→ INSTRUCTIONS
1. Copy everything in the RFID conference report from "Retail RFID Initiatives" down to "in their businesses.".
2. Based on the report about the RFID conference, mark each statement yes or no, and quote the words that decide it.
(a) Preregistration for the event was up 15%.
(b) The writer saw more vendors than the year before.
(c) Gerry Weber won the 2011 Best RFID Implementation award.
3. Pick up the report on the retail RFID conference after its last sentence and keep writing.

→ GIVEN TEXT
Retail RFID Initiatives are Flourishing

25.04.2011
My 7th annual visit to RFID Journal Live! (April 12-14th, 2011) was jam packed with engaging conversations with optimistic and energized retailers, suppliers, academics and technology vendors. Mark Roberti, the founder and editor of RFIDJournal magazine and host of the event, reported that preregistration was up 15%, in an RFID Journal on April 18, 2011. Interestingly, it seemed to me that there were fewer vendors and more endusers than last year. Most importantly, the endusers that attended were already working on projects or feverishly trying to figure out how to leverage RFID in their businesses.

The biggest surprise, for me, was the number of retail suppliers earnestly taking notes and asking questions as industry experts and peers provided guidance in breakout sessions, and the number engaged in serious discussions with technology vendors. This makes sense, with more than a dozen US based retail pilots and/or rollouts underway, many suppliers have gotten on the bandwagon to gain early competitive advantage. Most of these suppliers are working on identifying their own business benefits, so that these projects don't become underwhelming "slap and ship" efforts, like many of the consumer goods company's efforts, whose RFID efforts heated up in 2004 in response to Walmart and DoD mandates, but progressed at a snail's pace. In fact, the story is quite different today for apparel manufacturers. Gerry Weber, the winner of the 2011 Best RFID Implementation award by RFID Journal, drove their initiative based on the benefits as a supplier.

→ DATASET
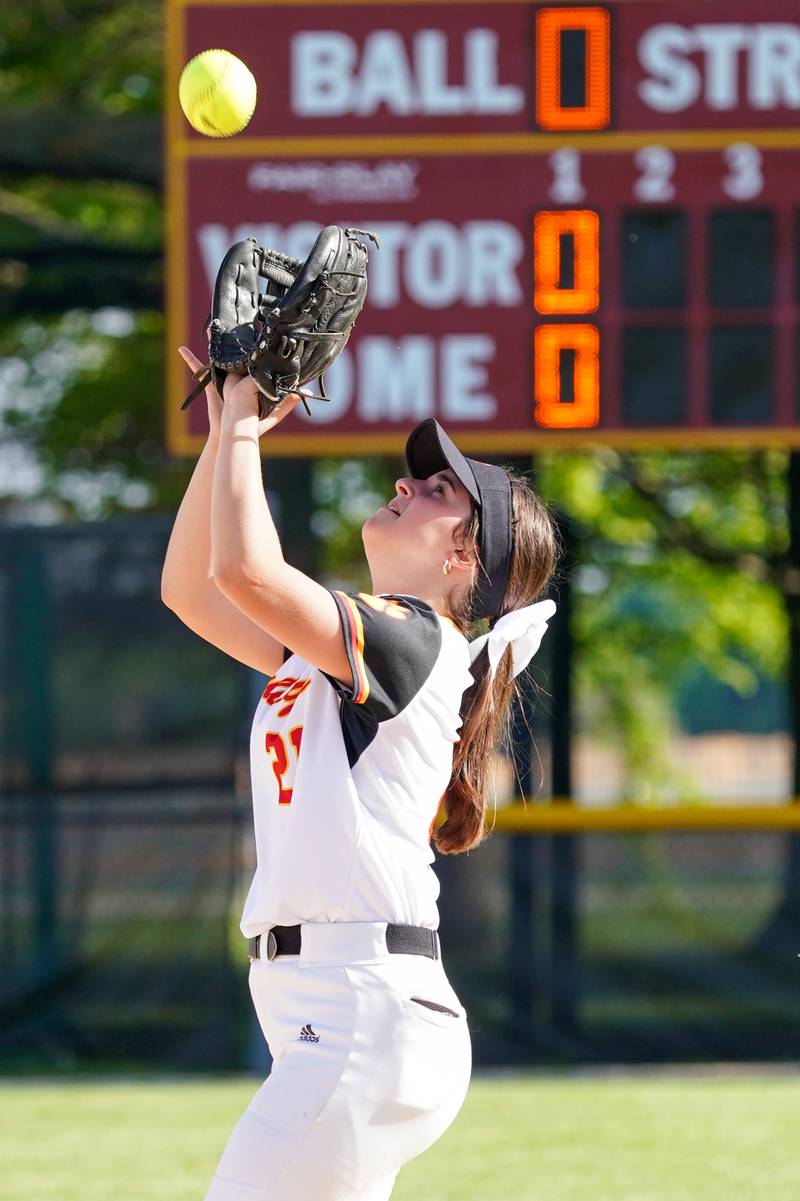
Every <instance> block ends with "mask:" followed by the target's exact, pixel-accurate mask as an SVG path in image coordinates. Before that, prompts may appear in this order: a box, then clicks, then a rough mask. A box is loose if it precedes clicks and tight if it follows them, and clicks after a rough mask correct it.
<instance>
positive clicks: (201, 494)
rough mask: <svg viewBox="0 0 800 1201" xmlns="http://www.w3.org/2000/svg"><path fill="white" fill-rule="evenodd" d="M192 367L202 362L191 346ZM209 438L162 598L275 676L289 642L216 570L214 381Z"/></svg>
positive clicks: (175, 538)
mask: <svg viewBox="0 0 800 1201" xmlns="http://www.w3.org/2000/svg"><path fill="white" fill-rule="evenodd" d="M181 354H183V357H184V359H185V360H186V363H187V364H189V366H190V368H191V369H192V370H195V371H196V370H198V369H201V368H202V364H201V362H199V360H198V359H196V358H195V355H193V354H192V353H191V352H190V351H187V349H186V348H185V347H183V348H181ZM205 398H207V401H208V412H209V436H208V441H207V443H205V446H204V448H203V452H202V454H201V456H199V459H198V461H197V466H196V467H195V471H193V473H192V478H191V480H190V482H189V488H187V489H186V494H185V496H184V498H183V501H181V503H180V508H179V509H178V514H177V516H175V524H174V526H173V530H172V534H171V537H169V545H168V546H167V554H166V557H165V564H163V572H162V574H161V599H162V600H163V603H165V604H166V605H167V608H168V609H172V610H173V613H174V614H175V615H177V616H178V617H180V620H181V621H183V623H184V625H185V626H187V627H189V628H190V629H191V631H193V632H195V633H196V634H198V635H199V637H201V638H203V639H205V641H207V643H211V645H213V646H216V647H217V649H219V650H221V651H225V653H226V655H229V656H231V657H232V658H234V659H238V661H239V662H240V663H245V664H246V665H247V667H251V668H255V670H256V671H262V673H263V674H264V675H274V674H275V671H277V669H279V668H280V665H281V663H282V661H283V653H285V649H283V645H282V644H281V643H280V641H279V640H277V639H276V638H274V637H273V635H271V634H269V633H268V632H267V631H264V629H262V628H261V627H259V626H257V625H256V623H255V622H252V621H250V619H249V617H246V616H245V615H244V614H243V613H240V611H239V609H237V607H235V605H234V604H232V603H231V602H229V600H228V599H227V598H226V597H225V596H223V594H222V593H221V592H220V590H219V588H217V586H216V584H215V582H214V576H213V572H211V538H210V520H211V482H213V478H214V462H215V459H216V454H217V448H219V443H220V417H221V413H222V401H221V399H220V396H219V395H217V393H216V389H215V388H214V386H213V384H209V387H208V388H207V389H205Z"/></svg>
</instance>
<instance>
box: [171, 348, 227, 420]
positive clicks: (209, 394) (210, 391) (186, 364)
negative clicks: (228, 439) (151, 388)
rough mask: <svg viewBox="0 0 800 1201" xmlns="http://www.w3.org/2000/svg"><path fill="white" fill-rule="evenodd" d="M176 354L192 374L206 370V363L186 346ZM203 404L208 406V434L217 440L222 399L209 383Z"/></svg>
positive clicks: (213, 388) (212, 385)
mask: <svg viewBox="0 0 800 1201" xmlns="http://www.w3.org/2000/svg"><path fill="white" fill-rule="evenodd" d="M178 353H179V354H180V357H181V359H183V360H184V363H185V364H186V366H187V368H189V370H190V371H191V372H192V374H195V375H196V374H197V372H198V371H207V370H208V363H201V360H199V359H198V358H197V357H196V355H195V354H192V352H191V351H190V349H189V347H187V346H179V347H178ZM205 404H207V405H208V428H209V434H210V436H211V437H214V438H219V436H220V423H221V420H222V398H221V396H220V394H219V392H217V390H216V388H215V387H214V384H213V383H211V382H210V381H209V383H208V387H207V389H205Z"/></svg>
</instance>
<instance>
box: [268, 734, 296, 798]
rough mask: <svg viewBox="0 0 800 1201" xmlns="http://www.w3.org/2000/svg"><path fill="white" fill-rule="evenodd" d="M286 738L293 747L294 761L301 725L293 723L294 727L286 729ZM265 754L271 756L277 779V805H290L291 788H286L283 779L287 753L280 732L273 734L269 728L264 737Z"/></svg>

→ RESPONSES FOR EACH TASK
1.
Retail RFID Initiatives are Flourishing

25.04.2011
My 7th annual visit to RFID Journal Live! (April 12-14th, 2011) was jam packed with engaging conversations with optimistic and energized retailers, suppliers, academics and technology vendors. Mark Roberti, the founder and editor of RFIDJournal magazine and host of the event, reported that preregistration was up 15%, in an RFID Journal on April 18, 2011. Interestingly, it seemed to me that there were fewer vendors and more endusers than last year. Most importantly, the endusers that attended were already working on projects or feverishly trying to figure out how to leverage RFID in their businesses.

2.
(a) Yes: "reported that preregistration was up 15%"
(b) No: "it seemed to me that there were fewer vendors and more endusers than last year"
(c) Yes: "Gerry Weber, the winner of the 2011 Best RFID Implementation award by RFID Journal"

3.
I have to reiterate that I am convinced that the benefits are real for retailers, particularly vertically integrated retailers, who generally work with a limited number of suppliers, and can tag all products and roll out store by store, rather than having to go through the painstaking process of assisting suppliers, one by one. I am also convinced that RFID enables leaner store inventories, without sacrificing lost sales.

Retailers continue to resist being very vocal about the benefits they've received, arguing that they don't want to give up competitive advantage, but the numbers I continue to hear over and over include the following:

The bottom line is, doing physical counts and making sure shelf availability is managed appropriately is no longer primarily an exercise to make our accountants happy, but an exercise that enables better customer service. The value of improved shelf availability on the top line, on increased sales, is the best kept retail secret. The truth is there are so many factors that go into increasing sales for a retailer, that it is nearly impossible to pin a true value on sales lift due to an isolated initiative. Perhaps, Myron Burke, Director, Store Innovation and Electronic Product Code, Walmart explained success at the shelf best, "If the customer finds what they want and it goes into the cart, that's success.